EXERCISE DESCRIPTION: The full listing below must be printed exactly, word for word.

SUPPLIED MATERIAL:
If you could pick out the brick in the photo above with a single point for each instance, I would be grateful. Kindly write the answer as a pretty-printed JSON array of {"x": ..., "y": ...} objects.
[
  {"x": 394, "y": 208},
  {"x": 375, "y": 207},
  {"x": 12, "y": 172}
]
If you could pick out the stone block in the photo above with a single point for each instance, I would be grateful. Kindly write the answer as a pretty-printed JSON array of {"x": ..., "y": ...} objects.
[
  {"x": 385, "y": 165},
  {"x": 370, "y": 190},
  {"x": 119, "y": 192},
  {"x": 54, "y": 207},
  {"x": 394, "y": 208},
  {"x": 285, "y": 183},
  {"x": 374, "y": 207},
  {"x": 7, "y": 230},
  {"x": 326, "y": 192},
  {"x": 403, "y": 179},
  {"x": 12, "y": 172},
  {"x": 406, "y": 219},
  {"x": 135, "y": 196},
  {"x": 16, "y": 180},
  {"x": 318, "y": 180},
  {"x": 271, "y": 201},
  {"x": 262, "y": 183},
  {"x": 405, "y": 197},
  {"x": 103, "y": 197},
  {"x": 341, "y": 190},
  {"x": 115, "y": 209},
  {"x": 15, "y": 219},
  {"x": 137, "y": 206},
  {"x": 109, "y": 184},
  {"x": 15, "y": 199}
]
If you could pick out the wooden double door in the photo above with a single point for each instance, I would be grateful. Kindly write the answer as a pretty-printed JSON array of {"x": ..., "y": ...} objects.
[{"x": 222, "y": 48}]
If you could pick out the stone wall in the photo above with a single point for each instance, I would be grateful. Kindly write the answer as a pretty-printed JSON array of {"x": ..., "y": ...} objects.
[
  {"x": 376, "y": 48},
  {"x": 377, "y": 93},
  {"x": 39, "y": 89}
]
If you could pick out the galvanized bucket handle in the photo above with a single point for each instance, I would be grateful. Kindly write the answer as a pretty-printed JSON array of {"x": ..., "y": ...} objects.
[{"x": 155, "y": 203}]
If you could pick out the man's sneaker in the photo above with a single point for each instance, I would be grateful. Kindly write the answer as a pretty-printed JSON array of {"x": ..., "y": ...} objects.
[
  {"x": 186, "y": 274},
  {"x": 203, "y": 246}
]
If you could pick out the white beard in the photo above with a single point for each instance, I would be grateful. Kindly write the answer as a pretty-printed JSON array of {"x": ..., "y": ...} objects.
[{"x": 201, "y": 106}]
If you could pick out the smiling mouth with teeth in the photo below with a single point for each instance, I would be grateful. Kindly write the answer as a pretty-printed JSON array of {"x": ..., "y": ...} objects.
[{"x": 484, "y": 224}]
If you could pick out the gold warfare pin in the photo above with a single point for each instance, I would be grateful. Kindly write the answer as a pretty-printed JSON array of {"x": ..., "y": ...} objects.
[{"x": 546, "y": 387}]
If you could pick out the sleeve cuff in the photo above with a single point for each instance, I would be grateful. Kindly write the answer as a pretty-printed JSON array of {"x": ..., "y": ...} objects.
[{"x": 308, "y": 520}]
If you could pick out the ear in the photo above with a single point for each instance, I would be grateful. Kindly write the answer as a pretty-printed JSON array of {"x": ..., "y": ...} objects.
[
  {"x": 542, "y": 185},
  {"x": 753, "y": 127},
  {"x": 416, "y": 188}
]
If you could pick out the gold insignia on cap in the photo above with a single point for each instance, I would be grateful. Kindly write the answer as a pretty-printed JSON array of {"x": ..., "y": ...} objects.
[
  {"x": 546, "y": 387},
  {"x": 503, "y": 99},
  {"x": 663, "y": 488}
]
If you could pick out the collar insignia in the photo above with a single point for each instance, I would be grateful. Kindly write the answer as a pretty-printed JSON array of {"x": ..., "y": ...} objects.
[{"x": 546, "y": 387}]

EXERCISE ANSWER:
If you could pick out the brick in the photo above with a single point for each instance, I would be grateful. Kindly write the answer as a pretty-printed JSON array of {"x": ..., "y": ...} objects.
[
  {"x": 394, "y": 208},
  {"x": 375, "y": 207},
  {"x": 12, "y": 172}
]
If you could pick out the stone block in the photo above with a single point for each instance, I would be grateful. Kindly write the answer as a pretty-printed JSON array of {"x": ..., "y": ...} objects.
[
  {"x": 385, "y": 165},
  {"x": 370, "y": 190},
  {"x": 119, "y": 192},
  {"x": 54, "y": 207},
  {"x": 394, "y": 208},
  {"x": 285, "y": 183},
  {"x": 374, "y": 207},
  {"x": 7, "y": 230},
  {"x": 326, "y": 192},
  {"x": 403, "y": 179},
  {"x": 12, "y": 172},
  {"x": 406, "y": 219},
  {"x": 135, "y": 196},
  {"x": 16, "y": 180},
  {"x": 318, "y": 180},
  {"x": 271, "y": 201},
  {"x": 262, "y": 183},
  {"x": 405, "y": 197},
  {"x": 103, "y": 197},
  {"x": 341, "y": 190},
  {"x": 115, "y": 209},
  {"x": 15, "y": 219},
  {"x": 137, "y": 206},
  {"x": 109, "y": 184},
  {"x": 15, "y": 199}
]
If you could pick out the wooden double door in the photo above with a single point for each instance, I would be grateful. Kindly write the answer as a pretty-printed JSON array of {"x": ..., "y": ...} objects.
[{"x": 222, "y": 48}]
If you could pick out the stone wall in the photo above with a single point for each instance, I would be grateful. Kindly write the answer as a pretty-printed JSON array of {"x": ..., "y": ...} objects.
[
  {"x": 376, "y": 48},
  {"x": 377, "y": 93},
  {"x": 39, "y": 89}
]
If you could pick out the galvanized bucket handle in the photo above with a single point for each instance, I would be grateful. Kindly write the answer as a pretty-printed JSON array of {"x": ..., "y": ...} objects.
[{"x": 155, "y": 203}]
If you could pick out the man's sneaker in the photo above with a single point for each instance, I would be grateful. Kindly write the answer as a pretty-printed JSON array of {"x": ..., "y": ...} objects.
[
  {"x": 186, "y": 274},
  {"x": 203, "y": 246}
]
If you could pick out the white beard in the photo above with a single point for each instance, I would be grateful. Kindly write the answer as a pretty-printed JSON array of {"x": ..., "y": ...} objects.
[{"x": 201, "y": 106}]
If you could pick out the smiling mouth with teeth in the photo below with a single point for each instance, I would be grateful. Kindly write the answer as a pretty-printed JSON array of {"x": ..., "y": ...} objects.
[{"x": 484, "y": 224}]
If you could pick out the gold warfare pin in the photo above with a single point for each instance, I would be grateful. Kindly write the answer as a pretty-printed JSON array of {"x": ..., "y": ...} objects.
[{"x": 546, "y": 387}]
If you could pick out the sleeve cuff in the photo above with a single point for each instance, I would be grateful. Kindly write the answer as a pretty-printed JSON array of {"x": ..., "y": ...} objects.
[{"x": 308, "y": 520}]
If you could pick out the ear in the photo above with a single point for each instance, I would be grateful. Kindly write the answer as a pretty-printed JSON array of {"x": ..., "y": ...} objects.
[
  {"x": 542, "y": 185},
  {"x": 753, "y": 127},
  {"x": 416, "y": 188}
]
If you could pick out the gold insignia on cap in the photo above with a single point for each instance, I would be grateful. Kindly write the answer as a pretty-printed JSON array of {"x": ..., "y": ...} objects.
[
  {"x": 546, "y": 387},
  {"x": 503, "y": 99},
  {"x": 663, "y": 488}
]
If you could pick out the collar insignia in the photo above with a single point for each instance, I would be grateful. Kindly write the answer as a pretty-printed JSON array of {"x": ..., "y": ...} objects.
[{"x": 546, "y": 387}]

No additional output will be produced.